## Records for this task
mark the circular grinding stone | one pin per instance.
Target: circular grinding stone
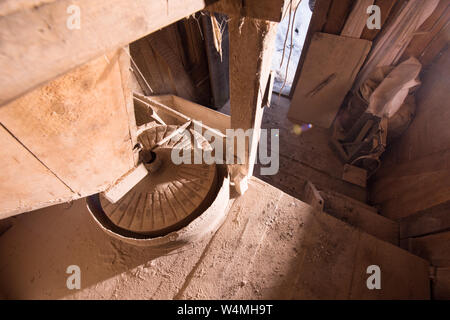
(167, 199)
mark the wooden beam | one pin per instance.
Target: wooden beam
(318, 21)
(337, 16)
(251, 46)
(272, 10)
(396, 36)
(37, 46)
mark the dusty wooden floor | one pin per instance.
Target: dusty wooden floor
(272, 246)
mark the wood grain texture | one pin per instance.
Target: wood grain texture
(386, 8)
(415, 175)
(25, 183)
(441, 284)
(271, 10)
(252, 43)
(357, 20)
(78, 125)
(337, 16)
(28, 33)
(359, 216)
(433, 220)
(434, 248)
(428, 33)
(322, 257)
(325, 79)
(318, 20)
(396, 36)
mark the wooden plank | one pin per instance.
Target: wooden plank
(396, 36)
(317, 23)
(356, 22)
(386, 8)
(27, 33)
(428, 31)
(25, 182)
(252, 43)
(434, 248)
(325, 79)
(355, 175)
(433, 220)
(271, 10)
(403, 275)
(357, 215)
(417, 177)
(337, 16)
(218, 63)
(78, 125)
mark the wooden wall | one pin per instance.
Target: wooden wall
(173, 60)
(68, 139)
(415, 174)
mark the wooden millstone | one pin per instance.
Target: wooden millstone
(164, 200)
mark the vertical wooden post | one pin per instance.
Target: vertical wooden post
(252, 43)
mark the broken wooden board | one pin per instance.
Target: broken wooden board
(331, 65)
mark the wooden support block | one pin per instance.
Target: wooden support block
(355, 175)
(326, 79)
(32, 28)
(251, 46)
(396, 36)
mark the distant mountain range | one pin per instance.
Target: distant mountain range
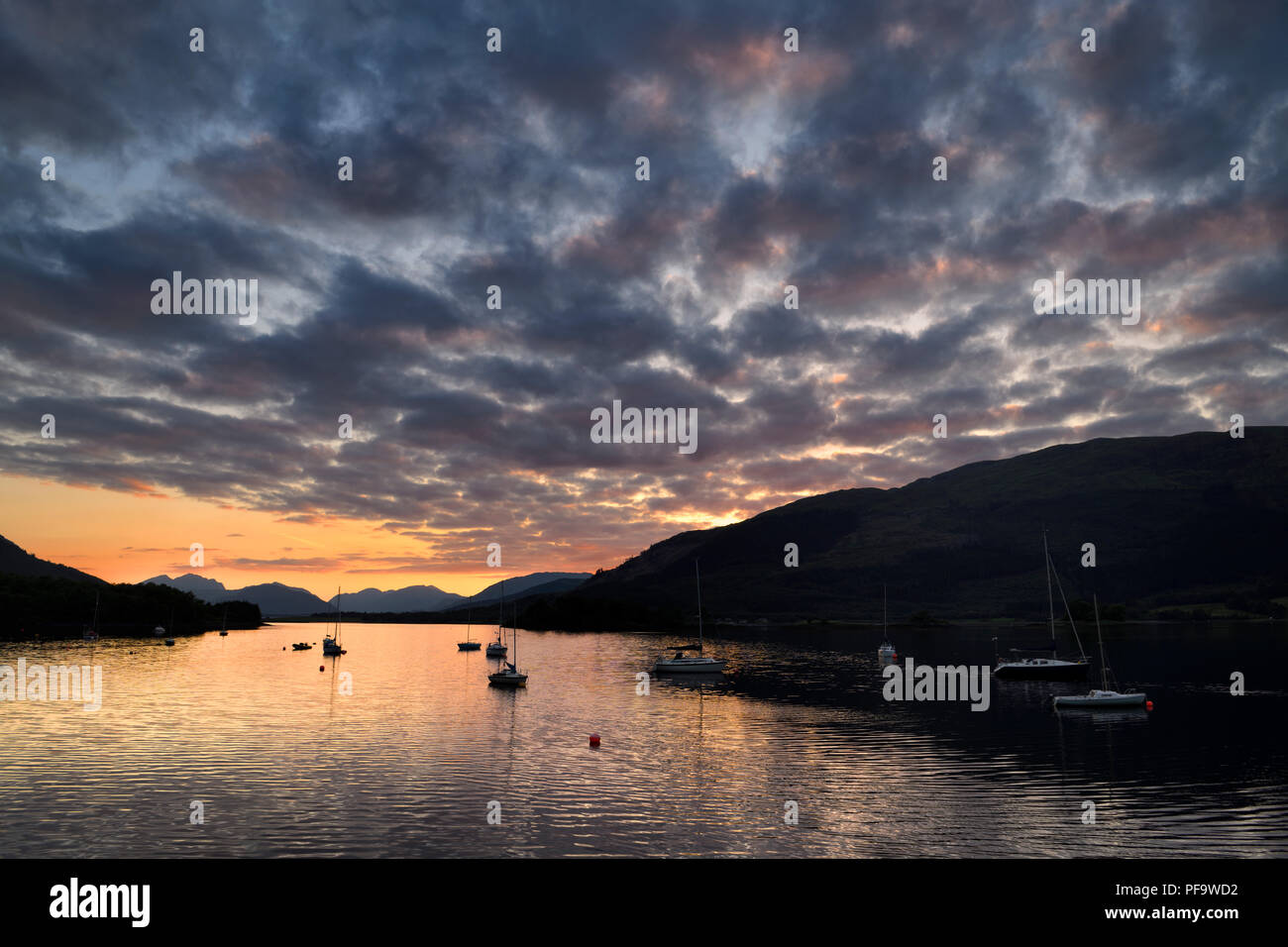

## Your instructions
Print every line of the records above verbatim, leaving out the pictures.

## Task response
mark the circular grinding stone | one pin per instance.
Target: circular grinding stone
(167, 199)
mark the wooden beam | one pin per instance.
Target: wooden beam
(318, 21)
(337, 16)
(251, 46)
(272, 10)
(396, 36)
(37, 46)
mark the dusty wooden floor | one pin per instance.
Target: dusty wooden floor
(272, 246)
mark the wood grain texture | one pin per instance.
Target: wood grain texture
(386, 8)
(415, 175)
(25, 183)
(441, 284)
(271, 10)
(252, 43)
(357, 20)
(78, 125)
(337, 16)
(28, 33)
(359, 216)
(433, 220)
(434, 248)
(428, 33)
(322, 257)
(325, 79)
(318, 20)
(396, 36)
mark the wooden plank | one pin per instance.
Target: wooden plank
(396, 36)
(317, 23)
(356, 22)
(386, 8)
(27, 33)
(428, 31)
(25, 182)
(252, 43)
(434, 248)
(325, 79)
(355, 175)
(433, 220)
(271, 10)
(403, 275)
(357, 215)
(417, 177)
(337, 16)
(218, 63)
(78, 125)
mark the wooden wall | one pin per instance.
Target: wooden wall
(173, 60)
(68, 139)
(415, 174)
mark the wooden millstone | one pin per instance.
Target: wooden millstone
(164, 200)
mark the vertical wooden post | one pin per instance.
Target: vertical wooden post
(252, 43)
mark the broken wooden board | one pin per instance.
Target: broken wooden board
(331, 65)
mark the wooden support block | one pin per instance.
Target: wooden support block
(355, 175)
(326, 79)
(32, 28)
(251, 46)
(396, 36)
mark the distant mountain range | one pin per instance.
Target: distant mountain range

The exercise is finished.